[Task goal]: With every line kept intact, print the entries that appear below.
── Exercise inputs ──
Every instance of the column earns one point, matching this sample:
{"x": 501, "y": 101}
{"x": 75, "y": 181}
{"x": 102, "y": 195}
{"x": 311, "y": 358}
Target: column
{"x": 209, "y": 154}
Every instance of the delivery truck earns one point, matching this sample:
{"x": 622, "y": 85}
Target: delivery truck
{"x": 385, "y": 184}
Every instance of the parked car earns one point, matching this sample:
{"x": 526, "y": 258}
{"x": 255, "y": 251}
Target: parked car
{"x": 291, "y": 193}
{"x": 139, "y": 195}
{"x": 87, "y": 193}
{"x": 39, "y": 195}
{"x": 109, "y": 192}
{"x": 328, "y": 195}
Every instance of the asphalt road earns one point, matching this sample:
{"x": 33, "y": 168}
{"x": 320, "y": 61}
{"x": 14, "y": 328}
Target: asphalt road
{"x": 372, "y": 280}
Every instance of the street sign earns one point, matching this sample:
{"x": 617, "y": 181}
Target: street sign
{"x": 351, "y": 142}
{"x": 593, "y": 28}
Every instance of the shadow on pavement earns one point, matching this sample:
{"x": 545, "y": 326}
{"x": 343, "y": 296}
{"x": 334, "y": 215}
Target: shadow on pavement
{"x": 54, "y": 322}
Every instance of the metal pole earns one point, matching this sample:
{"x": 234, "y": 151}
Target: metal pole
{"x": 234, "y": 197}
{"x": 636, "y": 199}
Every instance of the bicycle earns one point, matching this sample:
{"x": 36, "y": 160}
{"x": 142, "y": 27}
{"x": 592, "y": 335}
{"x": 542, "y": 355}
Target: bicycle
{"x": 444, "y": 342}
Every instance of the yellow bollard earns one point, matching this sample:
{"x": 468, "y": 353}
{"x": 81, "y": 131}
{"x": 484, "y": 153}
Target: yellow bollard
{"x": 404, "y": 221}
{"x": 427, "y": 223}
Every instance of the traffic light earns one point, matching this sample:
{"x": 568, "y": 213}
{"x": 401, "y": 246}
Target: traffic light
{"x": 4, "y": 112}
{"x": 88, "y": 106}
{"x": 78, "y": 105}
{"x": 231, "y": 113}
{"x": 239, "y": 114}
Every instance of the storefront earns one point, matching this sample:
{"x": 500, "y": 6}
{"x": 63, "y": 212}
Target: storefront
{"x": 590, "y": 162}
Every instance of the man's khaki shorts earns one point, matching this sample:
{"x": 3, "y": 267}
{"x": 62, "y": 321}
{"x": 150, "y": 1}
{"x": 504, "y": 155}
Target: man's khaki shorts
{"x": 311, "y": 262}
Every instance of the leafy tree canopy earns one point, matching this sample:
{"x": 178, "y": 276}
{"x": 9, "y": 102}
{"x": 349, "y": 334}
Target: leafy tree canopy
───
[Answer to this exercise]:
Every instance of the column earns one point, matching this sample:
{"x": 501, "y": 101}
{"x": 75, "y": 181}
{"x": 102, "y": 195}
{"x": 311, "y": 358}
Target: column
{"x": 209, "y": 154}
Every instance of the delivery truck earns one point, matching this sample:
{"x": 622, "y": 85}
Target: delivery truck
{"x": 385, "y": 184}
Every instance of the parked car earns one point, matching this sample:
{"x": 526, "y": 258}
{"x": 255, "y": 251}
Target: parked car
{"x": 291, "y": 193}
{"x": 139, "y": 195}
{"x": 87, "y": 193}
{"x": 39, "y": 195}
{"x": 109, "y": 192}
{"x": 328, "y": 195}
Every instance of the asphalt road earns one point, matching this sample:
{"x": 33, "y": 168}
{"x": 320, "y": 61}
{"x": 14, "y": 328}
Target: asphalt road
{"x": 372, "y": 280}
Every instance of the street sign earns one point, matching this sample:
{"x": 617, "y": 181}
Target: street sign
{"x": 351, "y": 142}
{"x": 593, "y": 28}
Every instance of the shadow on pavement earns one point, matching this sample:
{"x": 545, "y": 326}
{"x": 343, "y": 296}
{"x": 334, "y": 215}
Target: shadow on pavement
{"x": 54, "y": 322}
Every instance of the metal pole earns one point, matching this sample:
{"x": 234, "y": 151}
Target: metal pole
{"x": 234, "y": 197}
{"x": 636, "y": 199}
Every instance of the bicycle earns one point, matching this sample:
{"x": 36, "y": 160}
{"x": 142, "y": 27}
{"x": 592, "y": 335}
{"x": 542, "y": 355}
Target: bicycle
{"x": 444, "y": 342}
Every instance of the yellow bollard earns one point, matching this sample:
{"x": 468, "y": 353}
{"x": 81, "y": 131}
{"x": 484, "y": 153}
Target: yellow bollard
{"x": 404, "y": 221}
{"x": 427, "y": 223}
Every instance of the traffic light earns one point, matching this sample:
{"x": 568, "y": 213}
{"x": 401, "y": 246}
Target: traffic light
{"x": 4, "y": 112}
{"x": 88, "y": 106}
{"x": 78, "y": 105}
{"x": 231, "y": 113}
{"x": 239, "y": 114}
Every instance of the storefront earns one point, matching this sample:
{"x": 500, "y": 6}
{"x": 63, "y": 212}
Target: storefront
{"x": 590, "y": 162}
Every instance of the man's khaki shorts earns one point, matching this sample:
{"x": 3, "y": 267}
{"x": 62, "y": 321}
{"x": 150, "y": 1}
{"x": 504, "y": 155}
Target: man's khaki shorts
{"x": 311, "y": 262}
Every instance of the leafy tree canopy earns one point, matching this sample:
{"x": 178, "y": 276}
{"x": 9, "y": 102}
{"x": 349, "y": 334}
Target: leafy tree canopy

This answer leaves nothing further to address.